* [Exercise aim]: Copy verbatim the material between the line containing "Look at the photo above. For every instance of the sesame" and the line containing "pixel 199 496", inclusive. Include no other lines.

* [Data for the task]:
"""

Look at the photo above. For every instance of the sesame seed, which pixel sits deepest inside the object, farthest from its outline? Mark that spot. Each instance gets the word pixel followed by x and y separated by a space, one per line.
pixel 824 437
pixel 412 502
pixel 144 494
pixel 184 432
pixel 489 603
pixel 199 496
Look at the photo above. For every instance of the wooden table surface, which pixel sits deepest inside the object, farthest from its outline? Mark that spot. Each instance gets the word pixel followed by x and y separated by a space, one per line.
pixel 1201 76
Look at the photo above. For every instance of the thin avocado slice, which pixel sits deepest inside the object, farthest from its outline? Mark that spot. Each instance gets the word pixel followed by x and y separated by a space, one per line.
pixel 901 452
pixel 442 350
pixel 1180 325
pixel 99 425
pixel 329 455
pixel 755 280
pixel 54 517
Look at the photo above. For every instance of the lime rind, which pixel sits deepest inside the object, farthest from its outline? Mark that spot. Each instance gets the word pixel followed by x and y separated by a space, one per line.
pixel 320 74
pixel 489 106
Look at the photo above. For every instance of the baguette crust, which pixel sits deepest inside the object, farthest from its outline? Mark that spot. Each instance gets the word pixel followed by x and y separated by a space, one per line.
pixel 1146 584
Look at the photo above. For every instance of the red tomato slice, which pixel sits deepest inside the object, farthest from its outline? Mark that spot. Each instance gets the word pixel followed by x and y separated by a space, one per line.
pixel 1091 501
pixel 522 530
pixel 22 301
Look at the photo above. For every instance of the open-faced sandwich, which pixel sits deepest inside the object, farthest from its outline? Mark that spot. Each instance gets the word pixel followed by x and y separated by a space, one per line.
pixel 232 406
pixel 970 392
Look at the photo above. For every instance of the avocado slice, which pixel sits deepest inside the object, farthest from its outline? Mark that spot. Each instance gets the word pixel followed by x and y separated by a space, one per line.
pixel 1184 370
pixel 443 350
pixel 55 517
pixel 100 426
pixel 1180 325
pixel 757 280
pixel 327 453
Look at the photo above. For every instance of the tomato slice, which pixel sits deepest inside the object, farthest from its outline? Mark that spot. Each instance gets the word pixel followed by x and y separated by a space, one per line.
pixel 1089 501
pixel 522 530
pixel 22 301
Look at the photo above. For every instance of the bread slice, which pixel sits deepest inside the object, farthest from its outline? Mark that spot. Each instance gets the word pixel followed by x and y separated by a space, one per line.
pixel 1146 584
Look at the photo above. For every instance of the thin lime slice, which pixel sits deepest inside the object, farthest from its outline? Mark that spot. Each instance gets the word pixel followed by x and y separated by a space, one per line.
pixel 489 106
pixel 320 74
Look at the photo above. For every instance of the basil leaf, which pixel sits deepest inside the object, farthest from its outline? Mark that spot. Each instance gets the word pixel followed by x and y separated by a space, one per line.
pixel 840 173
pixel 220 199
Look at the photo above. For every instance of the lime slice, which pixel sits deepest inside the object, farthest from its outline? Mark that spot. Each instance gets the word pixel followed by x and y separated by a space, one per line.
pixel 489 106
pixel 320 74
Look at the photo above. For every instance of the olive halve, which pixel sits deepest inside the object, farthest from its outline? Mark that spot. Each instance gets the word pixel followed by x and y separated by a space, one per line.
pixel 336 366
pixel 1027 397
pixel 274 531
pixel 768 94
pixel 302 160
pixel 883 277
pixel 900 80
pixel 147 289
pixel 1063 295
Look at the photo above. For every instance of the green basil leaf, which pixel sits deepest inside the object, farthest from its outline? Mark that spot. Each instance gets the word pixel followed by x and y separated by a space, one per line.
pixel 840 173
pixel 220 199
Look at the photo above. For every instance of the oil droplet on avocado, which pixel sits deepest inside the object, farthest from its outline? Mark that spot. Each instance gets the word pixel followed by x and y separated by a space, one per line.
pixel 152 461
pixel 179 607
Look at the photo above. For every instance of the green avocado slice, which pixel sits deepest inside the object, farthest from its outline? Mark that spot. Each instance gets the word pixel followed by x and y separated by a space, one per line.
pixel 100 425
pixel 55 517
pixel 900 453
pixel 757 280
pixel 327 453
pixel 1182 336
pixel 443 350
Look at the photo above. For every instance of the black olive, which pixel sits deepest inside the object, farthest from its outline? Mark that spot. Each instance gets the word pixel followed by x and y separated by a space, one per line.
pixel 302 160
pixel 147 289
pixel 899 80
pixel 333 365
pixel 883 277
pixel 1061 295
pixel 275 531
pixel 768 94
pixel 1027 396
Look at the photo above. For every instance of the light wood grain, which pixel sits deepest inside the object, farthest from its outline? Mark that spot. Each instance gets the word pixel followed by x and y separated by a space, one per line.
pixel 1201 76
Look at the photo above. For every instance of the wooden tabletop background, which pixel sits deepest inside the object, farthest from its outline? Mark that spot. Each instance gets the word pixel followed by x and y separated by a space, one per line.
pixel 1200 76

"""
"""

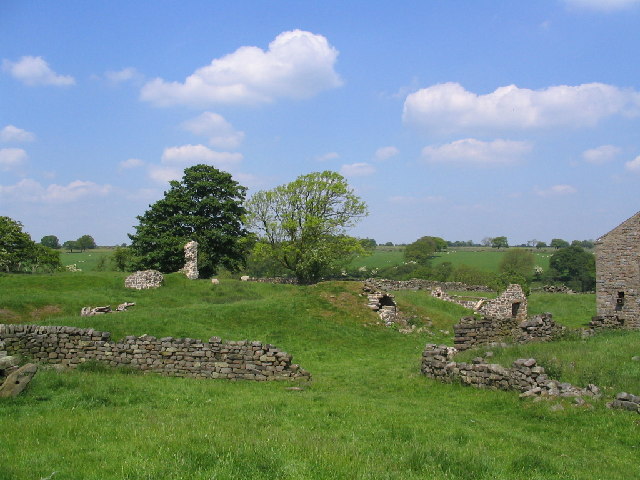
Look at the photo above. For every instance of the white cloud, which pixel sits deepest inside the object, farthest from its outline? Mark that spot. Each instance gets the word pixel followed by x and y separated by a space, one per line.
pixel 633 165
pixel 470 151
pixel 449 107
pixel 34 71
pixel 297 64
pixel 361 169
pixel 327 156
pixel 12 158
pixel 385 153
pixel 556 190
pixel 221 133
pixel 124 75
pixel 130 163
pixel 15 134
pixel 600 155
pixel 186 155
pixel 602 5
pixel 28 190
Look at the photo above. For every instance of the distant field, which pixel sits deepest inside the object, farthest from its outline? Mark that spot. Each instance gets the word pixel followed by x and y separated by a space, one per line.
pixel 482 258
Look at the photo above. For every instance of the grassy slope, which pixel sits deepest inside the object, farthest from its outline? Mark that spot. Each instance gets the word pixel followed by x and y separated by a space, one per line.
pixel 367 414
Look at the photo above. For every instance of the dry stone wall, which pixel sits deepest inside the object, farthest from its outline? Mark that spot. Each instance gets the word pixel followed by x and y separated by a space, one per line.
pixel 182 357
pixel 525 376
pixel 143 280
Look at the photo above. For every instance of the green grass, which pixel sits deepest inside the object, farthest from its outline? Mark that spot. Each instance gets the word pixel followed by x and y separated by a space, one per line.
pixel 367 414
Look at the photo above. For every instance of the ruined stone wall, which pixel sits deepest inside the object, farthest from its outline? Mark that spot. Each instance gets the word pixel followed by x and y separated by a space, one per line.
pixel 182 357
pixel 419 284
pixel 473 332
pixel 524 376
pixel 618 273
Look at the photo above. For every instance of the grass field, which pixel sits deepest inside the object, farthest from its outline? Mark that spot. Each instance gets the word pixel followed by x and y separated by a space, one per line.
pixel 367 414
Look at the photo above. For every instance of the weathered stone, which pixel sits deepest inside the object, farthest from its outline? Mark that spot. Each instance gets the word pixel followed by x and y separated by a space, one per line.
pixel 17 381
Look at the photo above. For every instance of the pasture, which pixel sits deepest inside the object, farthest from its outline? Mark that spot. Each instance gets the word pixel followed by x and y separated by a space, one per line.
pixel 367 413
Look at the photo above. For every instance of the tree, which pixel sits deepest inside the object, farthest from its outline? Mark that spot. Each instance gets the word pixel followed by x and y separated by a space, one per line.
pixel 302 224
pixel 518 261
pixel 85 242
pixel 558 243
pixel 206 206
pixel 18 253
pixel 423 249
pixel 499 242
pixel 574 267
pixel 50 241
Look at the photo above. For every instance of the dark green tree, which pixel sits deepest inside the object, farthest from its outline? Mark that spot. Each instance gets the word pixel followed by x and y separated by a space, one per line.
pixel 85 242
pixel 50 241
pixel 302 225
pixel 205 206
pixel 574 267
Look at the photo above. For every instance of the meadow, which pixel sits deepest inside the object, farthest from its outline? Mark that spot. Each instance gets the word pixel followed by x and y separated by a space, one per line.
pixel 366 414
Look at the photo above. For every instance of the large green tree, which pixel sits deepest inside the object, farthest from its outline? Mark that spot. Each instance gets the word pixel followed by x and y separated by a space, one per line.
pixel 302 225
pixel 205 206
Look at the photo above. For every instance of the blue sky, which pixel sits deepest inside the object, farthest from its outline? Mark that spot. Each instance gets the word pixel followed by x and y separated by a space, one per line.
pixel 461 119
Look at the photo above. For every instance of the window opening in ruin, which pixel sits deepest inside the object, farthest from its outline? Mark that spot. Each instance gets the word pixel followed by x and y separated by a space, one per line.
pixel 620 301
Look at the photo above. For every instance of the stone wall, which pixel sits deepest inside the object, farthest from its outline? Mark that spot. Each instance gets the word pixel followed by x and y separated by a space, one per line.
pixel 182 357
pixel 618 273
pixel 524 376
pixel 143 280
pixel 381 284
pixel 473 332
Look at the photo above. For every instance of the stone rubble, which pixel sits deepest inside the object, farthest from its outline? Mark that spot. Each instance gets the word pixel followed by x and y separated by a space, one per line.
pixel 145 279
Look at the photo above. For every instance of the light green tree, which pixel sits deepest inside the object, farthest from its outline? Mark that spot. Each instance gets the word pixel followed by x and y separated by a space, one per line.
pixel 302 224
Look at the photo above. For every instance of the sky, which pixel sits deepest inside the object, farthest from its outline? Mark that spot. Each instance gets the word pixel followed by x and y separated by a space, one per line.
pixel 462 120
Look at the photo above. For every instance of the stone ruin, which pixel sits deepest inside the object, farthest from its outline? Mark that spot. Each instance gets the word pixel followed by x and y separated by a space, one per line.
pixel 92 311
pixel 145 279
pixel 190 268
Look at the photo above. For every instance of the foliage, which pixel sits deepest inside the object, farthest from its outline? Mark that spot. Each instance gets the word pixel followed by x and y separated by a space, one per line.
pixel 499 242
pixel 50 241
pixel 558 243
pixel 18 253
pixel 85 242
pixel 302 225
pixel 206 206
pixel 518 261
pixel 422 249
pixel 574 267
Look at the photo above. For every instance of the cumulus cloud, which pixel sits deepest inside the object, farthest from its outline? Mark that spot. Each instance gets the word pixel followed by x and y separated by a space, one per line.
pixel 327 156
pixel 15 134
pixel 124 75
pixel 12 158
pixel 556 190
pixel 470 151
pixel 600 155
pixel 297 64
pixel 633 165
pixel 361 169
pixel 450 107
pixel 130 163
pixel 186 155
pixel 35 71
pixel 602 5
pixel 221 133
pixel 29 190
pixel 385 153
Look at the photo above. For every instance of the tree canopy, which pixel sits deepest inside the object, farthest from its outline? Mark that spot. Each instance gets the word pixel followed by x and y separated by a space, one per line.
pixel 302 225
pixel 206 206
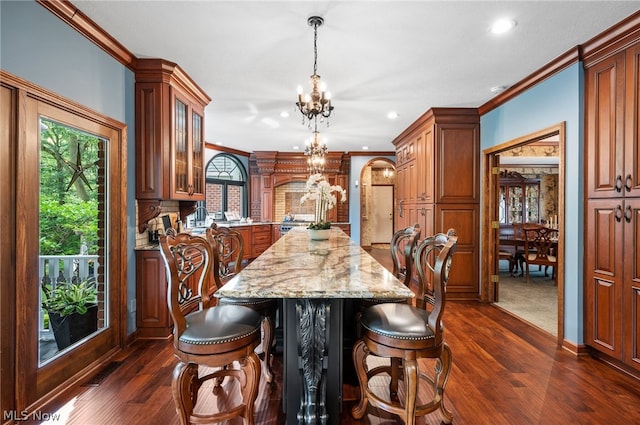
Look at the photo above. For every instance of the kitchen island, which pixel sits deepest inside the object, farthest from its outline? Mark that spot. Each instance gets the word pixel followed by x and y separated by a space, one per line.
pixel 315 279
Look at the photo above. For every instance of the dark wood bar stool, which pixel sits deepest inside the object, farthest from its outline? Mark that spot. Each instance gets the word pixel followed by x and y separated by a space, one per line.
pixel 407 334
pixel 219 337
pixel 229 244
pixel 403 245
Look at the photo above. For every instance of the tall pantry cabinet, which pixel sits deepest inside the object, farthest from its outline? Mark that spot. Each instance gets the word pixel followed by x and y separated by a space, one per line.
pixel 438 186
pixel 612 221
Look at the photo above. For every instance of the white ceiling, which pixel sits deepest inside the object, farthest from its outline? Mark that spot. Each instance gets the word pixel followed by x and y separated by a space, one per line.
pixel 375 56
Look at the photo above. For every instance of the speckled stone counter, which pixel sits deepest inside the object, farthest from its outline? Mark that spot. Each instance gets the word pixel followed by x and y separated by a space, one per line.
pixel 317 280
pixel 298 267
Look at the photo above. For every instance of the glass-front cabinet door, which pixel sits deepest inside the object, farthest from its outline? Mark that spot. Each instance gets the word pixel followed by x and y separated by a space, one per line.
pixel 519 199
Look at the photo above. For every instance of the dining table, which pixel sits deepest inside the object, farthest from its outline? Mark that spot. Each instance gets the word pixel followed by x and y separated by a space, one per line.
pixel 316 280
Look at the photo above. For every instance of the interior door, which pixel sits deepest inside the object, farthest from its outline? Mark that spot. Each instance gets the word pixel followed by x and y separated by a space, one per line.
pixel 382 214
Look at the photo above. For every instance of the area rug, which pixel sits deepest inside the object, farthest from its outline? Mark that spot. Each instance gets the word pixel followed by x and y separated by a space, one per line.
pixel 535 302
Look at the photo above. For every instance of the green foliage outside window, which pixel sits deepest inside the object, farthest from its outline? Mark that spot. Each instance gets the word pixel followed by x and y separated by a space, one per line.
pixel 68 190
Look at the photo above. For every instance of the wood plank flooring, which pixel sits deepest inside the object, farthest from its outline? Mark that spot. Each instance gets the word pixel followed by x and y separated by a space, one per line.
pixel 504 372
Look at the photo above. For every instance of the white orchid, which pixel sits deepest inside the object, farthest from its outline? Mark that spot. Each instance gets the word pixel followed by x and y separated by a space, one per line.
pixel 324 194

"""

* [The result]:
Look at the photo above. For every instance of the sesame seed, which pixel sits deepest inside the object, farthest from its outline? Mark that spot. Each instance gets the word pixel followed by x and y separated by a space, one per line.
pixel 824 437
pixel 412 502
pixel 144 494
pixel 184 432
pixel 489 603
pixel 199 496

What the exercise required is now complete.